**Document passage:**

╭──

The author would like to thank Sarah Ludwig,
Dick, Netzer asnd Emanuel Tobier for their helpful comments. This
paper was made possible in part by finds granted by the Charles
H. Reverson Foundation. The Statements make and views expressed,
however, are solely those of the author.
New York vs. New Jersey:
A New Perspective
Until quite recently, New Jersey was a handy little state for a
city like New York to have as a neighbor; it held one-third of the
east coast's oil refining capacity; it sat quietly across from the
city's largest waste disposal landfill on Staten Island; and it
provided the delicious blueberries in July and beefsteak tomatoes
in August that only a New Yorker could appreciate. For most of the
nation's history, New York exploited New Jersey because of its location,
across the river, in a separate political jurisdiction. And New
Jersey - a state without a dominant city - had an identity split
between the Philadelphia and New York markets. With its economy
based on agriculture in the south and industry in the north, New
Jersey unwittingly let itself be used for all those activities that
New York didn't want or couldn't accommodate.
Well, it's time for New York City and its Newark-bred Mayor to
wake up. Lawsuits to prevent federally-subsidized office projects,
newspaper advertisements nailing the Holland Tunnel shut, and combat
over sewage disposal are no substitute for informed policies that
recognize the changing relationship between New York and New Jersey.

╰──

Saved entries:
╭──

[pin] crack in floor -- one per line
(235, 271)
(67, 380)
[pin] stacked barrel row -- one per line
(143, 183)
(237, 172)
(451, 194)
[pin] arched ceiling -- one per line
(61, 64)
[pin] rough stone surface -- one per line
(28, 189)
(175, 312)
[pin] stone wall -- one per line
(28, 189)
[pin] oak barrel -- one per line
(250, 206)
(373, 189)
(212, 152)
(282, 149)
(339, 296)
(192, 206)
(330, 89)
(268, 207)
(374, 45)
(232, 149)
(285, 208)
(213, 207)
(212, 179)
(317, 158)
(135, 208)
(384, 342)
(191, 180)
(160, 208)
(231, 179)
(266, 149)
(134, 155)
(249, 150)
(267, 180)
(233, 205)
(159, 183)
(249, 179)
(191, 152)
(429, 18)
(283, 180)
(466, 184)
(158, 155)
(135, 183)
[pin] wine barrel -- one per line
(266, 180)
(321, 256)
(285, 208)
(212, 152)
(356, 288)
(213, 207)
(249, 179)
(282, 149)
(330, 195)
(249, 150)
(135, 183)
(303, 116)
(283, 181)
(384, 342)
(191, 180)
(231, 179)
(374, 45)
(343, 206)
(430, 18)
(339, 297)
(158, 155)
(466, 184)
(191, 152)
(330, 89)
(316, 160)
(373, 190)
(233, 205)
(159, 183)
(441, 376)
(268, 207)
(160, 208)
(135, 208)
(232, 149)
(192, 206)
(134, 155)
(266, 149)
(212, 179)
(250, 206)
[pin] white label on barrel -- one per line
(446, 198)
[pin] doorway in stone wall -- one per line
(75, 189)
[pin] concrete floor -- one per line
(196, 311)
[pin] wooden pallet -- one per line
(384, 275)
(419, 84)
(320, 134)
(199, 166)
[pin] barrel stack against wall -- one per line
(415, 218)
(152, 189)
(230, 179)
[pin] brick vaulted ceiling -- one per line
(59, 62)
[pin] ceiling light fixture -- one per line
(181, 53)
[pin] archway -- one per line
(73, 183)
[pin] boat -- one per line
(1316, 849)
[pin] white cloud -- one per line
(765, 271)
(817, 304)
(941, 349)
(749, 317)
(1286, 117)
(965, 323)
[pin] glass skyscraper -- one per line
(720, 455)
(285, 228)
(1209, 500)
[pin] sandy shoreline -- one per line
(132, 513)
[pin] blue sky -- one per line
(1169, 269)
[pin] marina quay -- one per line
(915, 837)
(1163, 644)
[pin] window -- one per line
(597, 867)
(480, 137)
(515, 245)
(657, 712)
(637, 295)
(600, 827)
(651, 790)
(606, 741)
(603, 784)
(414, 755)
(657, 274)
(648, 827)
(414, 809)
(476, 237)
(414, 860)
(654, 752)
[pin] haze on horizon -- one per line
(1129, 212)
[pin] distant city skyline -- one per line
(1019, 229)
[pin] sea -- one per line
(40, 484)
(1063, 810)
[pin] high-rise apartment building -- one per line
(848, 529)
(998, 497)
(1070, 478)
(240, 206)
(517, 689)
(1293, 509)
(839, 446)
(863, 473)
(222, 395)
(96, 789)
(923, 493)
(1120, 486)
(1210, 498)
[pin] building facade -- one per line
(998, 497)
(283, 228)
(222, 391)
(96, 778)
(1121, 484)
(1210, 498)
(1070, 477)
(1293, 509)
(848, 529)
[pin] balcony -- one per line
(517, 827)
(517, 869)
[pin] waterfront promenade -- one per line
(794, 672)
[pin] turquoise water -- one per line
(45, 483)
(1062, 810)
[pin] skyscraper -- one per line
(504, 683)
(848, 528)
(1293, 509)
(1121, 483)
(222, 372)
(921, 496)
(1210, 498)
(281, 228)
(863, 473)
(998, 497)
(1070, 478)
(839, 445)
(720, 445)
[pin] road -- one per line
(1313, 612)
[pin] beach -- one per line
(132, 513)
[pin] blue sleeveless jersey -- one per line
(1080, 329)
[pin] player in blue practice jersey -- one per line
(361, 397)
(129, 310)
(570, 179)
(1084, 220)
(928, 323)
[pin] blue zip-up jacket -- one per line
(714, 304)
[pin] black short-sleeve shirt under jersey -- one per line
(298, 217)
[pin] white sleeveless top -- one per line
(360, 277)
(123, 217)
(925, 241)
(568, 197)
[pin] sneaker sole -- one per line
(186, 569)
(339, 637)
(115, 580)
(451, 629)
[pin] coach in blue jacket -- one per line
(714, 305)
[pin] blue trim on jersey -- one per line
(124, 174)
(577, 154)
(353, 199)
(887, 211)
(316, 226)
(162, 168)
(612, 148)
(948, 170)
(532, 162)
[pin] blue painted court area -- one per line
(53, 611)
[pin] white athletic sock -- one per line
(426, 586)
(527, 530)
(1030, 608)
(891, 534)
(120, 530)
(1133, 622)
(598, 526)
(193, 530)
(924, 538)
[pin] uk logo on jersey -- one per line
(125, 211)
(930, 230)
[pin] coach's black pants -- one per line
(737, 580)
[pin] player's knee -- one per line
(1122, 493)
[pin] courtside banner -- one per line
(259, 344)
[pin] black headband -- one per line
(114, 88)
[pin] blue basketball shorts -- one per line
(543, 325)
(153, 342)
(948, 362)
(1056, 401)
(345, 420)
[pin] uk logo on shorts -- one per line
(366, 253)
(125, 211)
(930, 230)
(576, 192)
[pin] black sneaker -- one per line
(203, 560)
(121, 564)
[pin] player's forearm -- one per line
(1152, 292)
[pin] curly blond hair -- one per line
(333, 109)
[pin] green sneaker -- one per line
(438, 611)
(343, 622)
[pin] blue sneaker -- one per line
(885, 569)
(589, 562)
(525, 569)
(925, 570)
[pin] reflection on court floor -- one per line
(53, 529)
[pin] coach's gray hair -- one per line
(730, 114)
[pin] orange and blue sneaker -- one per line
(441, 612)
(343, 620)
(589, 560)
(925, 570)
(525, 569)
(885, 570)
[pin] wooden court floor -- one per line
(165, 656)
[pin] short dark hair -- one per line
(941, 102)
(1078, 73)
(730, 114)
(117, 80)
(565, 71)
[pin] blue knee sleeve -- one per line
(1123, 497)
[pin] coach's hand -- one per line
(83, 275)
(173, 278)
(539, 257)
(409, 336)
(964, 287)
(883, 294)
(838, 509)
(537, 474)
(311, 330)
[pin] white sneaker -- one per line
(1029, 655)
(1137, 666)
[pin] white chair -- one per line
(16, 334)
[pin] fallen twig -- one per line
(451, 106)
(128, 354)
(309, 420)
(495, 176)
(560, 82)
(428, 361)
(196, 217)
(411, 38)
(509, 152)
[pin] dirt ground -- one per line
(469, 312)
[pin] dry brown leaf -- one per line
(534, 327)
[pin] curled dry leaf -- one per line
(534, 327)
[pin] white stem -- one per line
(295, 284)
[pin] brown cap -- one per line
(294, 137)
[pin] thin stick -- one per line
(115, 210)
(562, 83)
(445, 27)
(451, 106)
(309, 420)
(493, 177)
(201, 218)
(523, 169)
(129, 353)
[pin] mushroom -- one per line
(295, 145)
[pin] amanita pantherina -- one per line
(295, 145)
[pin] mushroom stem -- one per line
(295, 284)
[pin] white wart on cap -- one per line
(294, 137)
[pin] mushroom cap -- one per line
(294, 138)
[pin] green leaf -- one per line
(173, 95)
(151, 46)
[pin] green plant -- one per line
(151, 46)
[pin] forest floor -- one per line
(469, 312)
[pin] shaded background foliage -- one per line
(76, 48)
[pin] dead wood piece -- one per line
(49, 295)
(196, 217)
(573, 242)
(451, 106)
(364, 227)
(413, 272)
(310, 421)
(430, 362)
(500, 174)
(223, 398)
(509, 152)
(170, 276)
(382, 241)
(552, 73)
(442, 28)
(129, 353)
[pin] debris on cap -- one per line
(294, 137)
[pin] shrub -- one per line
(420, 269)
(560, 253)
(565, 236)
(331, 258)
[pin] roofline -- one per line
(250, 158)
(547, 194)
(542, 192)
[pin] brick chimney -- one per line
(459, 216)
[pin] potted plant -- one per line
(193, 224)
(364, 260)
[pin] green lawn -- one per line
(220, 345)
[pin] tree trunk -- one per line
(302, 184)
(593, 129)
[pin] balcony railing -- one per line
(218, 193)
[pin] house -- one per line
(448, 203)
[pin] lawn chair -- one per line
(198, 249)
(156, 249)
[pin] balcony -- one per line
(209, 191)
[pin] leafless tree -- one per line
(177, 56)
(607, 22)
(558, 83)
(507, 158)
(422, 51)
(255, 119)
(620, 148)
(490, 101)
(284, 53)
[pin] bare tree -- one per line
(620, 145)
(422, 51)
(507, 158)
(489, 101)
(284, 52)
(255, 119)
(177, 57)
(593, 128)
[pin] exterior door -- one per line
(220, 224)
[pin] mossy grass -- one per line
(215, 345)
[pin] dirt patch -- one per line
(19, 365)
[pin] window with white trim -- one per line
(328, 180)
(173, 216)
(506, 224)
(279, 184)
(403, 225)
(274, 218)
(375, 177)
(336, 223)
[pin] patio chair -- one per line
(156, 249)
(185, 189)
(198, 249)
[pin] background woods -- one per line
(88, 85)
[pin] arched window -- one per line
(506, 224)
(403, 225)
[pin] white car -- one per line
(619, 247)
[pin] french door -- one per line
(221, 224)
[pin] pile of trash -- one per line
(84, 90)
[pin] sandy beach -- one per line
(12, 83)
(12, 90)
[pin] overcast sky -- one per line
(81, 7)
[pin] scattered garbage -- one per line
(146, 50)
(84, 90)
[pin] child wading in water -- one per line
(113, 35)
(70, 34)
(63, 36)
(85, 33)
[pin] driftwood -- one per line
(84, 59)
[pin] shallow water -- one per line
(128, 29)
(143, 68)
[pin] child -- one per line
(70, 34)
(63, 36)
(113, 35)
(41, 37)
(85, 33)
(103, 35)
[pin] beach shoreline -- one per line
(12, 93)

╰──

**Task to carry out:** According to the passage on New York and New Jersey, what share of the east coast's oil refining capacity did New Jersey hold?

**Exercise output:** One-third.